Your task: Instruction for the entries that follow: retype exactly the lines from the line with "Give one point for each instance of the cat's head" to the line with "Give one point for each instance of the dry stick", both included, and omit all others.
[Opening Data records section]
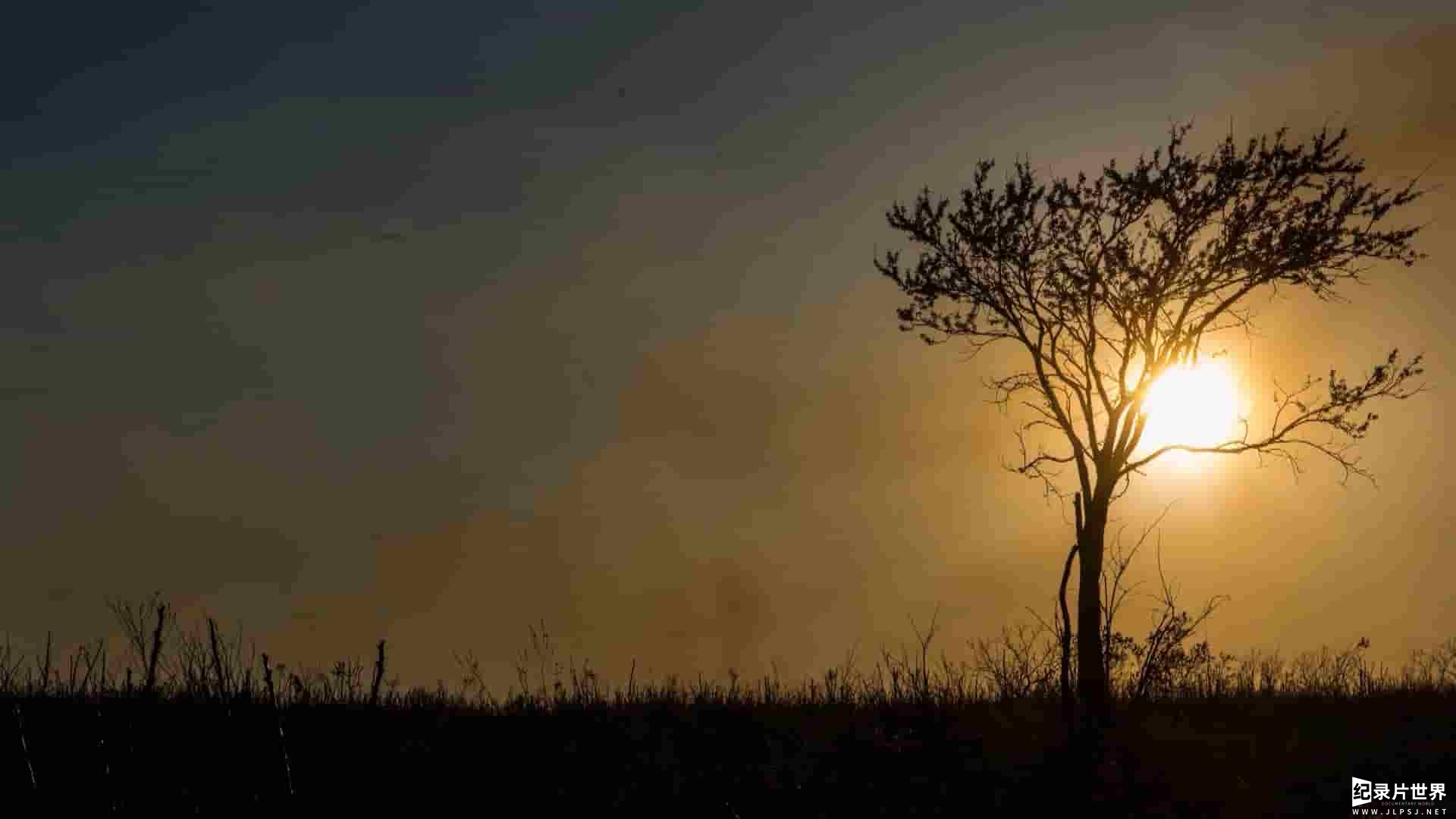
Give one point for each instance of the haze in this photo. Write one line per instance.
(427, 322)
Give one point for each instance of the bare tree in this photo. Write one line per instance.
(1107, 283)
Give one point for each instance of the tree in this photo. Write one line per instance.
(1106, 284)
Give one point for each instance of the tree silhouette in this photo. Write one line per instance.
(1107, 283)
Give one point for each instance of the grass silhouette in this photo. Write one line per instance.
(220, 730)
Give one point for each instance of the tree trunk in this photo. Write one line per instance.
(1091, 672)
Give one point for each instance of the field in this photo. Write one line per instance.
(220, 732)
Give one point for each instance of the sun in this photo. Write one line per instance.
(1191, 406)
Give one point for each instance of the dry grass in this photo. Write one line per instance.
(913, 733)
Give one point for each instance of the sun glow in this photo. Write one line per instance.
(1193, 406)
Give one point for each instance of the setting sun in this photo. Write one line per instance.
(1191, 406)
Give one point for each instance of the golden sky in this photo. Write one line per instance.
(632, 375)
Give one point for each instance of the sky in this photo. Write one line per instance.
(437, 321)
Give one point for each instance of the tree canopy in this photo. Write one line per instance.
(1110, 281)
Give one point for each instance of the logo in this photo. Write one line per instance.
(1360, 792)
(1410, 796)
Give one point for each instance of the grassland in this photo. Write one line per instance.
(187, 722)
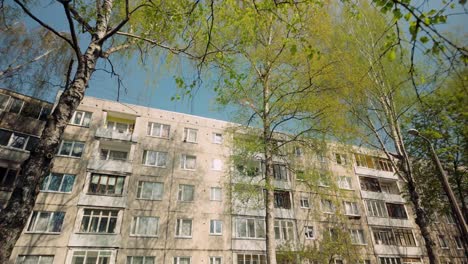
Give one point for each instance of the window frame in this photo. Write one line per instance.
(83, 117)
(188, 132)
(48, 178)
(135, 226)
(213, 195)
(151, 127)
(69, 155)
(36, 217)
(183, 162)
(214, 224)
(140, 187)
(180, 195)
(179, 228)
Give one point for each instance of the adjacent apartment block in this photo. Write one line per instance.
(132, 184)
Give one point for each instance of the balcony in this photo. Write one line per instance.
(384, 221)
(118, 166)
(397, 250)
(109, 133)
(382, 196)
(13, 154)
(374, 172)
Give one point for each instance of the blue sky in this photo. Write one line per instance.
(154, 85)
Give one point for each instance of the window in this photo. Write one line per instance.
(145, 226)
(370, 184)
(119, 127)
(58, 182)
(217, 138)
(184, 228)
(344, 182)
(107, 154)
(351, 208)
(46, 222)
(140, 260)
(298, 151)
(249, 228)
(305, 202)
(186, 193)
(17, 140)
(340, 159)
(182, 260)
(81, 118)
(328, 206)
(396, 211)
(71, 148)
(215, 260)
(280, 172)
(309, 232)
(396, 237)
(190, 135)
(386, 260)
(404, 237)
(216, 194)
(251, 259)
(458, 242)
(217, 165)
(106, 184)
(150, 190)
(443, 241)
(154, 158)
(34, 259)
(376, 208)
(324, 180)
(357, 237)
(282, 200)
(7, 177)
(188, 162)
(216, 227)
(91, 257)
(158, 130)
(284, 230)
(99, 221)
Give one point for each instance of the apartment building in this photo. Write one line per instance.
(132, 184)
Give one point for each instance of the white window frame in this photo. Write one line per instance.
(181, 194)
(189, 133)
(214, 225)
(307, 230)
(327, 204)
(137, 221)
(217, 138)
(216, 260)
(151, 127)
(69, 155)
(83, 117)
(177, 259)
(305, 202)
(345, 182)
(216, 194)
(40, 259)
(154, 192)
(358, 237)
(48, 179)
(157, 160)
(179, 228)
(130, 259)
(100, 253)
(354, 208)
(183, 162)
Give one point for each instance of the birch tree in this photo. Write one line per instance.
[Closing Data records section]
[Opening Data records section]
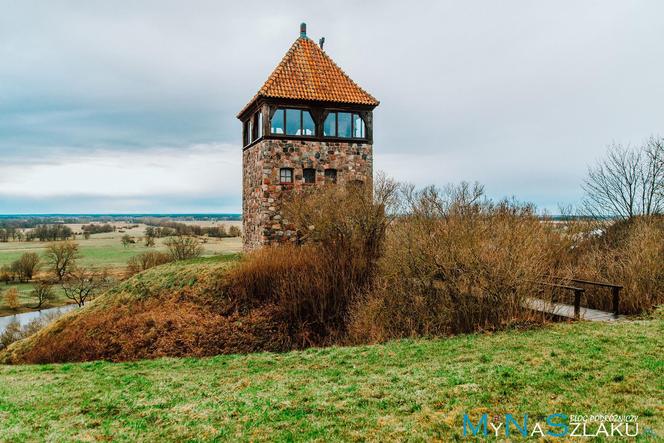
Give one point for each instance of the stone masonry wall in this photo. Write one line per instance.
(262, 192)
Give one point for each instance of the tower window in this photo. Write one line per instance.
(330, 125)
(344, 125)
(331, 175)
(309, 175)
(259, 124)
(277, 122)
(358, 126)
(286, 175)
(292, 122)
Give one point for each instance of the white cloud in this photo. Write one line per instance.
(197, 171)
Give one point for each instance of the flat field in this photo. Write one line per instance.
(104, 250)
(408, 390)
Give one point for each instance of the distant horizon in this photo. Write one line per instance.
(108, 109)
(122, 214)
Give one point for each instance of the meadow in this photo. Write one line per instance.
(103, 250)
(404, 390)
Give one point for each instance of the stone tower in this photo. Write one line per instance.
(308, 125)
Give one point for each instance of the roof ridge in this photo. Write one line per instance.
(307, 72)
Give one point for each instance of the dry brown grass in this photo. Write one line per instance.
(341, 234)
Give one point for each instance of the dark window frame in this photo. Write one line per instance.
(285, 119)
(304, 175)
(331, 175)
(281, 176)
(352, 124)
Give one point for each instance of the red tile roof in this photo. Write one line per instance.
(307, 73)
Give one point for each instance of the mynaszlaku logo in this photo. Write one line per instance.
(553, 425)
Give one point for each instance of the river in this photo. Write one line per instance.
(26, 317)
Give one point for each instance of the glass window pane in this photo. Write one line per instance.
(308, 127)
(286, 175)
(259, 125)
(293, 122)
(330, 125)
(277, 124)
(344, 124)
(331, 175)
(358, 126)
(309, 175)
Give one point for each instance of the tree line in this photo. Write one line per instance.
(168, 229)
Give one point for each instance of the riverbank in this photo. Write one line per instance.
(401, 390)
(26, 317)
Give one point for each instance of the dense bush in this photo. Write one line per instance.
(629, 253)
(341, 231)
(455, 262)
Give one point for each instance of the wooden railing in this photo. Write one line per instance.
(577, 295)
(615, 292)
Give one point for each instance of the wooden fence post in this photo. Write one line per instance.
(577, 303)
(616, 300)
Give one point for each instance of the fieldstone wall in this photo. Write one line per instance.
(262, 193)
[Closing Data records section]
[Opening Data records section]
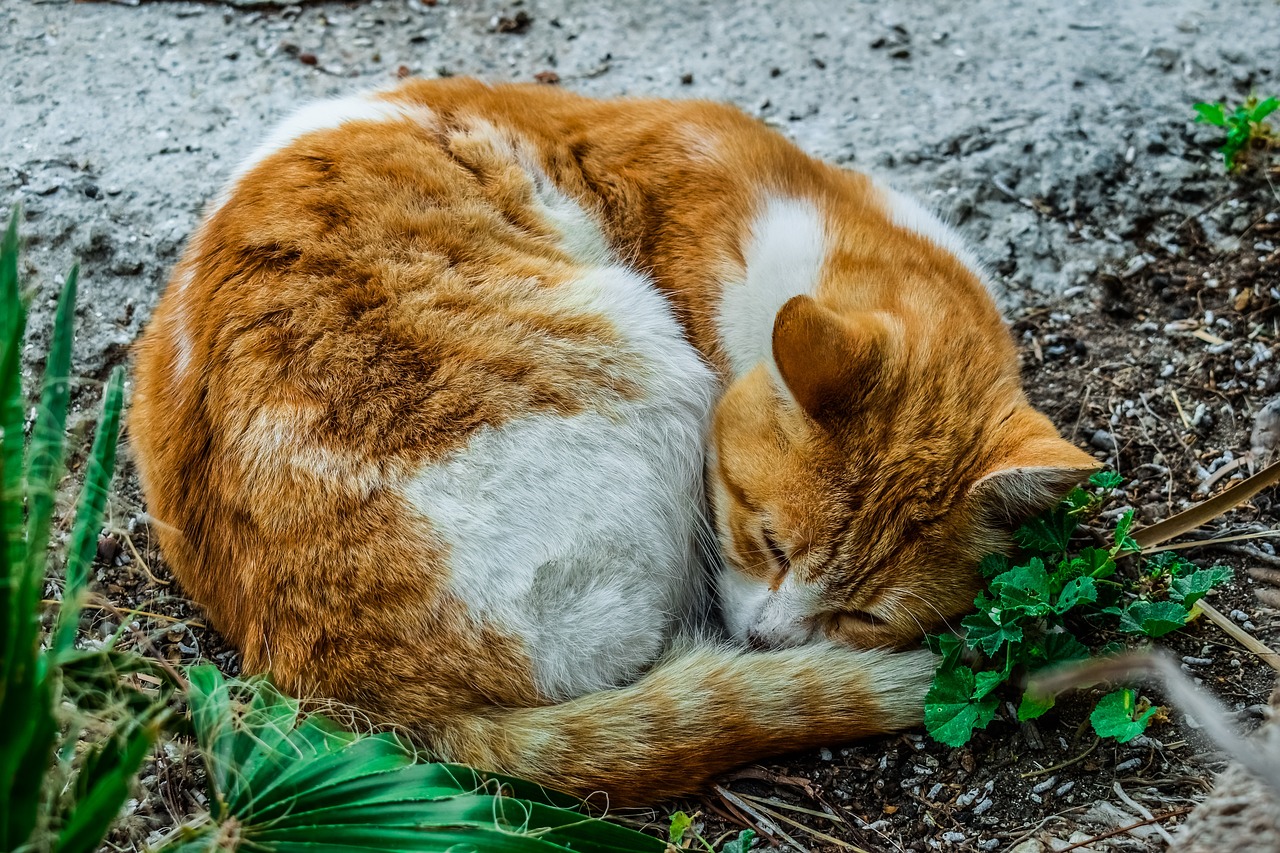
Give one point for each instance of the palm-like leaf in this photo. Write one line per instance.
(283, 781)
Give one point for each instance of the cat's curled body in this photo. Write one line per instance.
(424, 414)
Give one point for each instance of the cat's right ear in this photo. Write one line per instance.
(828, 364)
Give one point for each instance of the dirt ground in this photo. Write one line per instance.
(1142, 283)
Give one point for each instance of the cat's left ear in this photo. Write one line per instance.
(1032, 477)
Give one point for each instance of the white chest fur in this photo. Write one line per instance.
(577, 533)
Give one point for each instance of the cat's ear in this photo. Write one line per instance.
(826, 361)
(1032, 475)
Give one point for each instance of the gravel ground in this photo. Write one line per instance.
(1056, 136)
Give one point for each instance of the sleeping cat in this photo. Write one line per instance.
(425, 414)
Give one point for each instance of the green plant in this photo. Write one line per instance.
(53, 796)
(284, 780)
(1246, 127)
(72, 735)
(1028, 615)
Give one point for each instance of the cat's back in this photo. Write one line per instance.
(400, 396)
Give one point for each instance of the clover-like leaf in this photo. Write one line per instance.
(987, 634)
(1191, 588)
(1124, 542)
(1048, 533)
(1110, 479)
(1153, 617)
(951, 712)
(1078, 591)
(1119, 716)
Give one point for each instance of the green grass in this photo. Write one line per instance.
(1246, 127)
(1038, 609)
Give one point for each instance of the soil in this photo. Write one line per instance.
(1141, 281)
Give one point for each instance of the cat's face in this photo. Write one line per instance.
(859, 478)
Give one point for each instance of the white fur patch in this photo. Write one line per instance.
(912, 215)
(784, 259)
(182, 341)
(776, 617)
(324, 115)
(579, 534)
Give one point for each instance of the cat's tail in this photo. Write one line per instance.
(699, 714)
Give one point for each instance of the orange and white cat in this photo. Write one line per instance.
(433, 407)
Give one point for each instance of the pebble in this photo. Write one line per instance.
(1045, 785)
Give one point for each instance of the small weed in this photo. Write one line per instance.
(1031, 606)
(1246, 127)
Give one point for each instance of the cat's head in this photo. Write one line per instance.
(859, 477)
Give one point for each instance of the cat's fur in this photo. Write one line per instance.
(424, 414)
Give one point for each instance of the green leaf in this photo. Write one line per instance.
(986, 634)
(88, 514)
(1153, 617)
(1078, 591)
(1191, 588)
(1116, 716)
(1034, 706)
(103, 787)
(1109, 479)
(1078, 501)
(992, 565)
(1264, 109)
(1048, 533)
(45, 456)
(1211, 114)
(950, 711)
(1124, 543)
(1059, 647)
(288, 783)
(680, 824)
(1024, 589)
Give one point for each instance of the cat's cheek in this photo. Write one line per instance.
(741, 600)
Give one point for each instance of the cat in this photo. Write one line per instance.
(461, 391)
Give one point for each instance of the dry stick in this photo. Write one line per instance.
[Closing Data records section]
Expected answer:
Give one point for each instance of the cat's head in this photo. Write one line per instance.
(859, 477)
Give one point for each instance of the cat's fur in this photo. Write one line per instance.
(424, 414)
Give one point for each instance of the green leaf in this photo. Write one line per instance.
(986, 634)
(88, 514)
(1153, 617)
(1078, 591)
(1191, 588)
(1116, 716)
(1034, 706)
(103, 787)
(1109, 479)
(1078, 501)
(992, 565)
(1264, 109)
(1048, 533)
(45, 456)
(1211, 114)
(950, 711)
(1124, 543)
(1059, 647)
(288, 783)
(680, 824)
(1024, 589)
Give one point for each instance of the cat's cheek in this photo. Write one line per instance.
(741, 600)
Give one point for each instance of the cat in this photo. Write one line per instance.
(461, 391)
Give one point for each instance of the dry stick in this photo. Write one line per instance.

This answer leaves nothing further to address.